= Supplied records =

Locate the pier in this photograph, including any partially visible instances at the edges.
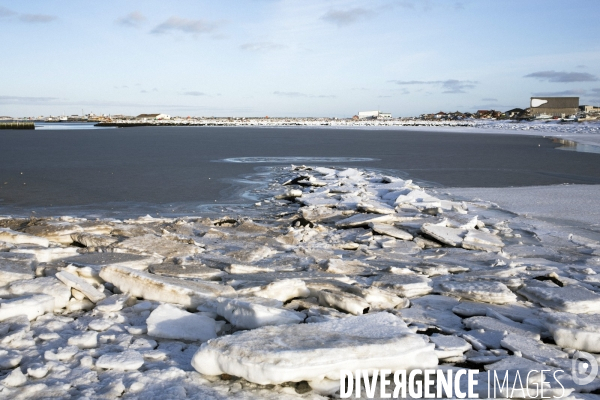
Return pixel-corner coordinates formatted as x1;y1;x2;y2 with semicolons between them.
0;122;35;130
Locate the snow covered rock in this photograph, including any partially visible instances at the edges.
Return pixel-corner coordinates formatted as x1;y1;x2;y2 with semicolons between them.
191;312;437;385
96;350;144;370
0;294;54;321
146;304;217;342
55;271;106;303
437;281;517;304
0;228;49;247
203;297;305;330
99;265;236;309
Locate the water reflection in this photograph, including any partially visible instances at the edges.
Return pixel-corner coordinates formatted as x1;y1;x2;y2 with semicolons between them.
553;138;600;155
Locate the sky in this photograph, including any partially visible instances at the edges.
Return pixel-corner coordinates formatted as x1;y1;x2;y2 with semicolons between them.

= Activity =
Please write out all the entries above again exactly as they appear, skipping any images.

= Response to this exercise =
Locate the pier in this photograph, including any partially visible instances at the edges.
Return pixel-corner coordinates formatted as x1;y1;x2;y2 with semicolons between them.
0;122;35;130
Locate the snow covered rock in this photograph, including any partially visible instances at the edges.
Return pixel-corner coordinates formatted as x1;y1;x2;y2 with semicolons between them.
191;312;437;385
96;350;144;370
0;294;54;321
146;304;217;342
55;271;106;303
437;281;517;304
0;228;49;247
203;297;305;330
99;265;236;309
Locate the water reflection in this photograph, including any partially visible instances at the edges.
Return pixel-corner coordinates formatted as x1;y1;x2;y2 with semicolons between them.
553;138;600;155
Locate the sky in this photograph, including any partially visible instances at the edges.
Return pixel-corner coordinates formatted as x1;y1;x2;y2 with semicolons between them.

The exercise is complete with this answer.